Entries from a dataset -
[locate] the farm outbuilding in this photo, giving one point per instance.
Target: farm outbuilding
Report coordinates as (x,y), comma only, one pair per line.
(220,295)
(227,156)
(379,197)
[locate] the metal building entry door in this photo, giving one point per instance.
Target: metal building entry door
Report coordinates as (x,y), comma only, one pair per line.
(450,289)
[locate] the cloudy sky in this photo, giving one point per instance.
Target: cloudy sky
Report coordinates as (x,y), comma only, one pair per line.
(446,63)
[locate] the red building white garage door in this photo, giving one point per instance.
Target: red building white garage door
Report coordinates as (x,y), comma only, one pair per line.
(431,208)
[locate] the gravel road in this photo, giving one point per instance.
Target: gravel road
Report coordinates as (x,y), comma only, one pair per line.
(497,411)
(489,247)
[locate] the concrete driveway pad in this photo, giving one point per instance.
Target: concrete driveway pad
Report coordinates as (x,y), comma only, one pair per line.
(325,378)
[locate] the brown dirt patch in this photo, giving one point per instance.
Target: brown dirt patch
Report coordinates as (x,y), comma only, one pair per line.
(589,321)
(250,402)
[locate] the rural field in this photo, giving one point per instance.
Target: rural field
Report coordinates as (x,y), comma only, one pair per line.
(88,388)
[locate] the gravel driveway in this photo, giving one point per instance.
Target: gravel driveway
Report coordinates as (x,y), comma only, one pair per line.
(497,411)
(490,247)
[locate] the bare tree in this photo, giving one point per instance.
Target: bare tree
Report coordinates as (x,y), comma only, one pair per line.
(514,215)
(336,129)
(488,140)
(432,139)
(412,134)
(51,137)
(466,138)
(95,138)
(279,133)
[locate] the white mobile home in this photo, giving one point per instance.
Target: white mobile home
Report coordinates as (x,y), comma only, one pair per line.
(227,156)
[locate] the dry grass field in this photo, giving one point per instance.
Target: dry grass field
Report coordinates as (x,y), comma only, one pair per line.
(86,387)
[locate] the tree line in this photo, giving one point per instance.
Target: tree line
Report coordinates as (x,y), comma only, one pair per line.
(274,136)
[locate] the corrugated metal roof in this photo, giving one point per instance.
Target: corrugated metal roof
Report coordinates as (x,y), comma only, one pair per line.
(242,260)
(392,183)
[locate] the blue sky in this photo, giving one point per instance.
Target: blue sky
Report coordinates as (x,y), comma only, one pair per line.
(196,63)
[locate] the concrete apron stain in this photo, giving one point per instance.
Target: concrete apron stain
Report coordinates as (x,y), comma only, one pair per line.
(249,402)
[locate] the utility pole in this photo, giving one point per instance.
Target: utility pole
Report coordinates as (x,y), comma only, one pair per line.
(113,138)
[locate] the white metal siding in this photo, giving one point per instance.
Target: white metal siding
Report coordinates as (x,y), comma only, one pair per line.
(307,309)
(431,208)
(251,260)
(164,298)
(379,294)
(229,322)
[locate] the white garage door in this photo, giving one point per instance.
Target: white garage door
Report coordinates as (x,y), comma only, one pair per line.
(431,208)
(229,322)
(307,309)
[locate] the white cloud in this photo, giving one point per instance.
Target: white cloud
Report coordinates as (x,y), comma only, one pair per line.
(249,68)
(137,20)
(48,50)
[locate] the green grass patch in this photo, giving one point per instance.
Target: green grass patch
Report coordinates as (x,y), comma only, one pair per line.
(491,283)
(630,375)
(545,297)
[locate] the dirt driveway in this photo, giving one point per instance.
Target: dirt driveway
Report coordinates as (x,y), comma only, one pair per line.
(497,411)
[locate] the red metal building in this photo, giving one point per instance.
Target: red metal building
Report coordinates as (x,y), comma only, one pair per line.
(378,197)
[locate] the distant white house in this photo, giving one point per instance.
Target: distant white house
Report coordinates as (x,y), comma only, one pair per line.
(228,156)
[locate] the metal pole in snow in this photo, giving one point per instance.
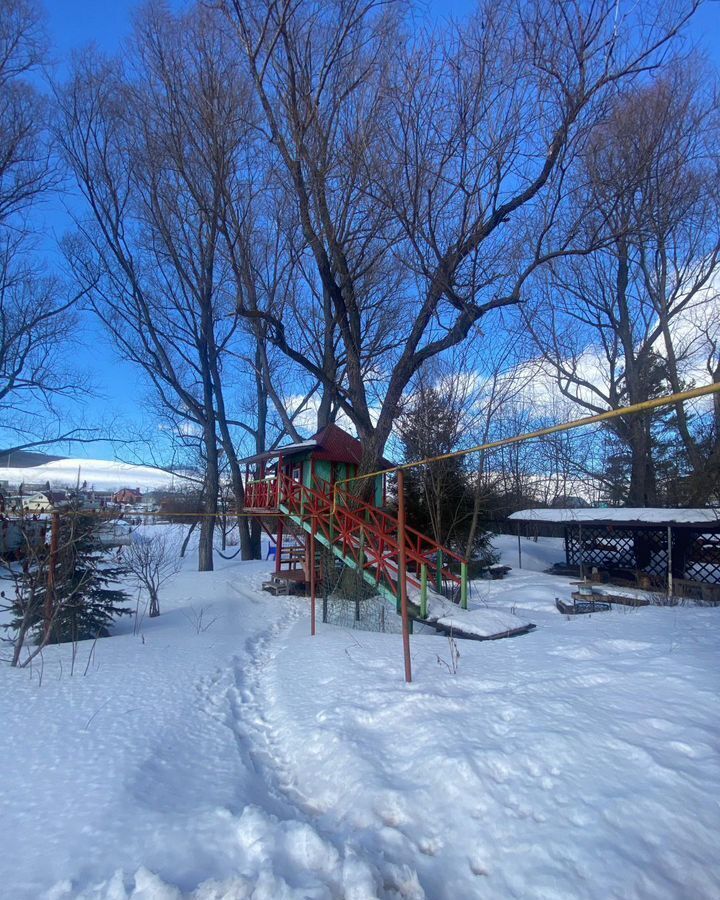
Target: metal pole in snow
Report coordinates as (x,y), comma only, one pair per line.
(49,610)
(519,549)
(402,574)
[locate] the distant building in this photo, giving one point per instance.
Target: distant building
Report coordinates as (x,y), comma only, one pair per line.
(44,501)
(127,495)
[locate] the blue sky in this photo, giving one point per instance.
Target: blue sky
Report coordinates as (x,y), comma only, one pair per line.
(72,24)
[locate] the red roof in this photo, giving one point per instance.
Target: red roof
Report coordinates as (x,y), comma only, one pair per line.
(331,443)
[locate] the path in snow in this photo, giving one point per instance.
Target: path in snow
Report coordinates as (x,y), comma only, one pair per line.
(253,761)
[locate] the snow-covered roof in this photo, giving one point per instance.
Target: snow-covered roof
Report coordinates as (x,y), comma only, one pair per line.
(650,515)
(286,450)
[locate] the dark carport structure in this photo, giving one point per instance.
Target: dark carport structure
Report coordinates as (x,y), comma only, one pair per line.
(676,551)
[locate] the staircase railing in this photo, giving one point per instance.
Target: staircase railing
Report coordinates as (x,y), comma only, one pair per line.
(368,536)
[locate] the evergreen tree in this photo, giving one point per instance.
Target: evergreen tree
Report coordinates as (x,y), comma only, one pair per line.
(84,600)
(439,495)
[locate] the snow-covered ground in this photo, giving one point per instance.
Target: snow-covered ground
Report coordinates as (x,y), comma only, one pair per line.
(223,752)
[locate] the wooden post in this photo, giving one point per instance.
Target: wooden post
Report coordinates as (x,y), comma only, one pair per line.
(423,591)
(582,554)
(49,611)
(278,544)
(312,576)
(402,574)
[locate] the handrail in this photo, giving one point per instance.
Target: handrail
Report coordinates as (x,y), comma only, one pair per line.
(369,532)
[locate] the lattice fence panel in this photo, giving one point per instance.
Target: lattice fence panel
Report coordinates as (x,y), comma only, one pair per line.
(703,559)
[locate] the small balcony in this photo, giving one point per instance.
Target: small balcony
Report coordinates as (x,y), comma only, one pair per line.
(262,494)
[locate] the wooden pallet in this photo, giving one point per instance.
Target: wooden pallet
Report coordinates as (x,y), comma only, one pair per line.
(581,607)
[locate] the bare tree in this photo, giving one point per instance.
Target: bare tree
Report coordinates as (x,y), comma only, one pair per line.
(36,310)
(613,327)
(426,174)
(151,562)
(146,143)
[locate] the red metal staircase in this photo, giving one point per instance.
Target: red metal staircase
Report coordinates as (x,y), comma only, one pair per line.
(365,538)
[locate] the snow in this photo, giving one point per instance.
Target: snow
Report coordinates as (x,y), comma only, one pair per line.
(480,620)
(649,515)
(102,474)
(223,752)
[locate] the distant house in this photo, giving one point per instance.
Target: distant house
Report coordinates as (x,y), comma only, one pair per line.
(127,495)
(44,501)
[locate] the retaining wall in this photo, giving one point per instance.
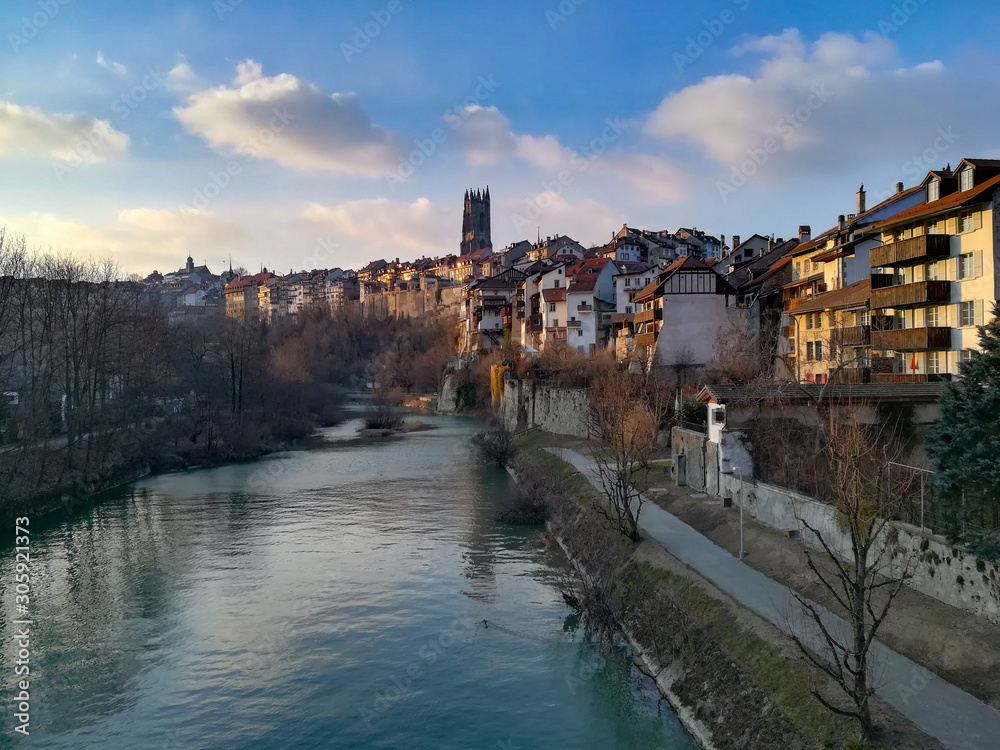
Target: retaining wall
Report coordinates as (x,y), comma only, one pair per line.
(945,573)
(550,407)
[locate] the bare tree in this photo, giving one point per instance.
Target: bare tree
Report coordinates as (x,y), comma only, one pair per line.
(862,568)
(627,428)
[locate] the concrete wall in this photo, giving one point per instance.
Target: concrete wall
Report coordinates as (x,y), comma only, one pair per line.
(530,403)
(947,574)
(414,303)
(690,449)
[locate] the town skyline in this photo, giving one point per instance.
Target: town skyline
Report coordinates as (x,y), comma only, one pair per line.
(211,138)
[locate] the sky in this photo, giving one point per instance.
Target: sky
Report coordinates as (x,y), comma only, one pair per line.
(303,134)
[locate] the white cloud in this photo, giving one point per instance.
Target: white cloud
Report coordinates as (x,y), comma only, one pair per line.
(182,78)
(140,239)
(586,221)
(389,226)
(74,138)
(291,122)
(833,103)
(114,67)
(487,140)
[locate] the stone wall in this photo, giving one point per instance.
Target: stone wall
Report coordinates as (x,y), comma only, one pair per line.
(945,573)
(414,303)
(530,403)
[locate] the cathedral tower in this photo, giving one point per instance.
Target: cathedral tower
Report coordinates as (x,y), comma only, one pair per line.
(476,233)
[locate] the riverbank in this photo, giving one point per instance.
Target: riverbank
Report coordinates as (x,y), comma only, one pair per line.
(735,680)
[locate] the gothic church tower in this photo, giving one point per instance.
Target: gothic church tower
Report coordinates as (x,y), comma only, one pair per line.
(476,233)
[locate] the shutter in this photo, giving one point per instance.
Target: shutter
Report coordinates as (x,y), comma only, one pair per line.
(951,269)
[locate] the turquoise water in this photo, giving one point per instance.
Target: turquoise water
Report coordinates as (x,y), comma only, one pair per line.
(328,598)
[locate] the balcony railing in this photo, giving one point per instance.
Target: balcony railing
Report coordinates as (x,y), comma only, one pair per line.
(899,377)
(645,339)
(912,295)
(648,316)
(852,336)
(852,375)
(912,339)
(912,251)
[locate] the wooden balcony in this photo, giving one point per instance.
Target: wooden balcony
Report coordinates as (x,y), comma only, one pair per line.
(852,375)
(912,339)
(648,316)
(899,377)
(909,252)
(912,295)
(852,336)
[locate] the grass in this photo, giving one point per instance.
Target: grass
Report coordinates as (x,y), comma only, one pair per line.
(785,679)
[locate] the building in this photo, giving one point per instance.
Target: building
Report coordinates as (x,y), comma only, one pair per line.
(684,309)
(243,296)
(476,225)
(589,303)
(936,272)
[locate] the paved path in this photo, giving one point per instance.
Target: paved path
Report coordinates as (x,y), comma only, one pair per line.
(956,719)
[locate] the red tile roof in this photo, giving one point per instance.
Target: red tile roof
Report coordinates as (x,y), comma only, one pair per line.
(954,200)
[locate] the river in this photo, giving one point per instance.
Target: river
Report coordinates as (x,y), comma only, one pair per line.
(351,594)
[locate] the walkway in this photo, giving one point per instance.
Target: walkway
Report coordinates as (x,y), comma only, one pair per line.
(953,717)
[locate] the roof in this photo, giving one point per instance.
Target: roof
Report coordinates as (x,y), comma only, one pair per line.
(953,200)
(682,264)
(905,392)
(626,267)
(848,296)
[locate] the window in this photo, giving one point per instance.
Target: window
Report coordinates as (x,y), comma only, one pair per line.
(965,266)
(933,362)
(966,313)
(965,180)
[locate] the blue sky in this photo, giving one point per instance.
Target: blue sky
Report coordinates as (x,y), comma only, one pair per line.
(308,134)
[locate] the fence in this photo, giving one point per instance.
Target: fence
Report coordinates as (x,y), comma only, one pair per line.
(923,507)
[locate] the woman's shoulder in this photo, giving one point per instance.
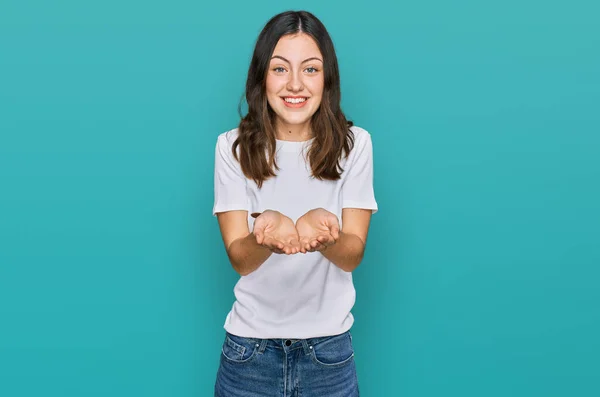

Job -
Pick out every line in the data above that contains the word "entry" and copy those lines. Case counts.

Answer to the exercise -
[locate] the metal building entry door in this photo, giving one point per instance.
Target: metal building entry door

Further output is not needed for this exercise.